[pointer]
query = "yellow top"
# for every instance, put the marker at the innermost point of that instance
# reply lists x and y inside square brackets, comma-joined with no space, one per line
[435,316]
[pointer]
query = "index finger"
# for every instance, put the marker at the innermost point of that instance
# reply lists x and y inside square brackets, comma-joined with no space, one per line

++++++

Reproduce every one of the lines above word for word.

- _FINISHED TASK_
[pointer]
query = "yellow top"
# for every instance, put the marker at the innermost point of that instance
# reply lists x and y inside square brackets, comma-joined with no space, one per line
[435,316]
[pointer]
query = "index finger"
# for every instance, put the marker at the innermost point of that instance
# reply lists x and y inside square brackets, comma-joined with no space, one per line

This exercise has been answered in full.